## [WHAT THE TASK REQUIRES]
Copy the lines below without any changes, from the one containing "armchair in the image above." through the final line, both included.

## [RAW DATA]

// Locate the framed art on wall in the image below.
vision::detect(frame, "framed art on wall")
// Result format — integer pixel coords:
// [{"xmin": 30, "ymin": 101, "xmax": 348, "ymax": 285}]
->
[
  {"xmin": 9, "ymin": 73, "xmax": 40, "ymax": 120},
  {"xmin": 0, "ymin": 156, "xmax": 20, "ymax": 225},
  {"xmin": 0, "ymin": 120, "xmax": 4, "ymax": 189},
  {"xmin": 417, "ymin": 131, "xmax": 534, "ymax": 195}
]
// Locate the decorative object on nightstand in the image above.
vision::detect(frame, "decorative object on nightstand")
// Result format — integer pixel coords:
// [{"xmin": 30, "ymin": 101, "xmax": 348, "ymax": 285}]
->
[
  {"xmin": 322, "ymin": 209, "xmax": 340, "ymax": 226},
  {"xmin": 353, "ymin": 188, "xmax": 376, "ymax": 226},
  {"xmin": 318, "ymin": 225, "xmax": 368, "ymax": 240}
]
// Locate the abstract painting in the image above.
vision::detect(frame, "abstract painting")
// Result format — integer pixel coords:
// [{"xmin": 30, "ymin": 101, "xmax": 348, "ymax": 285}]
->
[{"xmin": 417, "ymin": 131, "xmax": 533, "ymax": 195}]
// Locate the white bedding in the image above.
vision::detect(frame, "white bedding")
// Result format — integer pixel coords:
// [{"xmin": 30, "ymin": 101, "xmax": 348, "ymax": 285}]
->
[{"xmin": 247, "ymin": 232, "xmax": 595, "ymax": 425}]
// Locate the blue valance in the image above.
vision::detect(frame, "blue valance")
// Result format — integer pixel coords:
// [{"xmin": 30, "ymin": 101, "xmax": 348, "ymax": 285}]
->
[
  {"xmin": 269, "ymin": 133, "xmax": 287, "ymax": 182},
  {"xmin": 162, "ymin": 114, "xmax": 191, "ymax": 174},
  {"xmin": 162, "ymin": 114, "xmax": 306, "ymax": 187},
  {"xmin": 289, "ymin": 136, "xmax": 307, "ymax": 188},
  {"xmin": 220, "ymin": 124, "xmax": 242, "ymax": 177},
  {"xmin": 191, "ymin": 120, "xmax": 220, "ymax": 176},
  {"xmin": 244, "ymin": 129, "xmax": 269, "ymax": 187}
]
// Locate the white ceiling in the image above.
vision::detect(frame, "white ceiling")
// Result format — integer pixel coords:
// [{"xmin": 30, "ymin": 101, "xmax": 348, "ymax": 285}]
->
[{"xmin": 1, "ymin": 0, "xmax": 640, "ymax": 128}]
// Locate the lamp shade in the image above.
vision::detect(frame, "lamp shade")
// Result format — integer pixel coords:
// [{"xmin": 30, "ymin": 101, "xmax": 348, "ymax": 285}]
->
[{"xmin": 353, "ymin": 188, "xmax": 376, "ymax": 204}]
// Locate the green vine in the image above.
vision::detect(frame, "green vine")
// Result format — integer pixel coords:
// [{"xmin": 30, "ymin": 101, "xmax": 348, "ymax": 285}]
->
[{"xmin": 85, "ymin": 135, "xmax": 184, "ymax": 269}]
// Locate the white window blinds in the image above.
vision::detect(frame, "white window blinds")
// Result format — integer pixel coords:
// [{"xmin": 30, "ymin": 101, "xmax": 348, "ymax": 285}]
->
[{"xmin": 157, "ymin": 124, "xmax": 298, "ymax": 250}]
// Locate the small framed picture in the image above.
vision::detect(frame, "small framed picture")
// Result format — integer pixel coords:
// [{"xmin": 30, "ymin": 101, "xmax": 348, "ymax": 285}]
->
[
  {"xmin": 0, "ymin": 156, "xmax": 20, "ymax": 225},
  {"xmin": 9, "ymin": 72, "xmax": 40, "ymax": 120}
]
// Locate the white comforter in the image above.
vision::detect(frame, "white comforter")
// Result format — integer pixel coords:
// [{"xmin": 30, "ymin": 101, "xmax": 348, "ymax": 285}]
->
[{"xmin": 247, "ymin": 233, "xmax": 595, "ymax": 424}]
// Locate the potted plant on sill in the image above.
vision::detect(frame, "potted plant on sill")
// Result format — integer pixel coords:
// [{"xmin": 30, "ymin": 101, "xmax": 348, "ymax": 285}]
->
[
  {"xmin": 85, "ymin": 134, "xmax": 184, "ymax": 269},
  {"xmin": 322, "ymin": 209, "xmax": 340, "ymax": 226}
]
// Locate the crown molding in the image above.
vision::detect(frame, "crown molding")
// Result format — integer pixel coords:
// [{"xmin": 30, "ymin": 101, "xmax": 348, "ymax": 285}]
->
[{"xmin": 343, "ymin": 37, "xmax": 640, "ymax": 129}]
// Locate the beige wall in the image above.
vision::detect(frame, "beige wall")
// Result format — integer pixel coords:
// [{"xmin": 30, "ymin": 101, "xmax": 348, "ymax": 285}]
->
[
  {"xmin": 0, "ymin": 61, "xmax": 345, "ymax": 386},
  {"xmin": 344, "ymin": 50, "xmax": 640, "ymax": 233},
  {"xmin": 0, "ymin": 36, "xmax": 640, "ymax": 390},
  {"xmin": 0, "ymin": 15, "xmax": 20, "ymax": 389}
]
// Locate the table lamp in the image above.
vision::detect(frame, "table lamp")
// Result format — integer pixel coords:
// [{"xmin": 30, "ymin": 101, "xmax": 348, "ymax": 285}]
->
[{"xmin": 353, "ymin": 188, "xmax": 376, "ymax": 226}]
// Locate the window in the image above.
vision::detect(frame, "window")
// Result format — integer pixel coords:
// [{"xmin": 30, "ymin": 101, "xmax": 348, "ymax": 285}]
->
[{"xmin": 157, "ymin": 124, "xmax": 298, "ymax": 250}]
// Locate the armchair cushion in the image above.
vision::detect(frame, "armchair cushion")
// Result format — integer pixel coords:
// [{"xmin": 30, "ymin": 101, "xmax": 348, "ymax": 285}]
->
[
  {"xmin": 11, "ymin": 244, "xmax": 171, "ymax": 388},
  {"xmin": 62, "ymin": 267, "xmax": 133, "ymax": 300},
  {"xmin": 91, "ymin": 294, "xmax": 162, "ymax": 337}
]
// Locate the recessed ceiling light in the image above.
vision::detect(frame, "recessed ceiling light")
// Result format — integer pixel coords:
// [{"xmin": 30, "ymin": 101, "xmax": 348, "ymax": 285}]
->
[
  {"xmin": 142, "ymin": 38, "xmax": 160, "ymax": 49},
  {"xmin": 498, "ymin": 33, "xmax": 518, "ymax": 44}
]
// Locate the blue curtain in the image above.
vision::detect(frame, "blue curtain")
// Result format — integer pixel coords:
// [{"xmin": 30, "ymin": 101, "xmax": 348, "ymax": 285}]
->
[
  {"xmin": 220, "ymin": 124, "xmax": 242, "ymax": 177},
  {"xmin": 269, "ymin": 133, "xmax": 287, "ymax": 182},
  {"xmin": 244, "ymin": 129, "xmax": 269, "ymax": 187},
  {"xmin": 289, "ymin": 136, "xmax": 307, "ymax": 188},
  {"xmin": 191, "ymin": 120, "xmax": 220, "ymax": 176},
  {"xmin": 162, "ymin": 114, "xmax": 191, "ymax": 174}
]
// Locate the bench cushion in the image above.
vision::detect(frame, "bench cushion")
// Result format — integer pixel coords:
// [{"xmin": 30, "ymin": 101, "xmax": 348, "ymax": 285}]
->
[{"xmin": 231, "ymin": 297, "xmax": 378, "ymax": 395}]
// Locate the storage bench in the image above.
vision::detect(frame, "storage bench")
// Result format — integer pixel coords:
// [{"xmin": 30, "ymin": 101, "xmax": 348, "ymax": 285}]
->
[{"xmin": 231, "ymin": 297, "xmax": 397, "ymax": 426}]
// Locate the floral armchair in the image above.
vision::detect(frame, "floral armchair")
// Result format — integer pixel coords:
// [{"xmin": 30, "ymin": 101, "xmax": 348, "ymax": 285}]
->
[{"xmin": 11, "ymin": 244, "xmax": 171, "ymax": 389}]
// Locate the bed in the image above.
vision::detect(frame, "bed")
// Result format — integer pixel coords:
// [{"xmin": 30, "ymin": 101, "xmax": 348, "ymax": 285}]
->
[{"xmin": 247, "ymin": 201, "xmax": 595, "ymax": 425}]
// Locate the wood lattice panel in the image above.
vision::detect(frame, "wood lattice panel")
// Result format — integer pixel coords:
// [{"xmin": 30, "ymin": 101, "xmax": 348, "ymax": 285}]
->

## [OUTPUT OF THE TASK]
// Locate the floral armchair in the image above.
vision::detect(frame, "floral armchair")
// Result format — integer pixel coords:
// [{"xmin": 30, "ymin": 101, "xmax": 348, "ymax": 285}]
->
[{"xmin": 11, "ymin": 244, "xmax": 171, "ymax": 389}]
// Locate the bed in the image above.
vision::detect(frame, "bed")
// Result format — integer pixel coords:
// [{"xmin": 30, "ymin": 101, "xmax": 348, "ymax": 285}]
->
[{"xmin": 247, "ymin": 201, "xmax": 595, "ymax": 425}]
// Locate the wood lattice panel in the image above.
vision::detect(frame, "wood lattice panel")
// Result format — integer pixel coords:
// [{"xmin": 30, "ymin": 101, "xmax": 348, "ymax": 285}]
->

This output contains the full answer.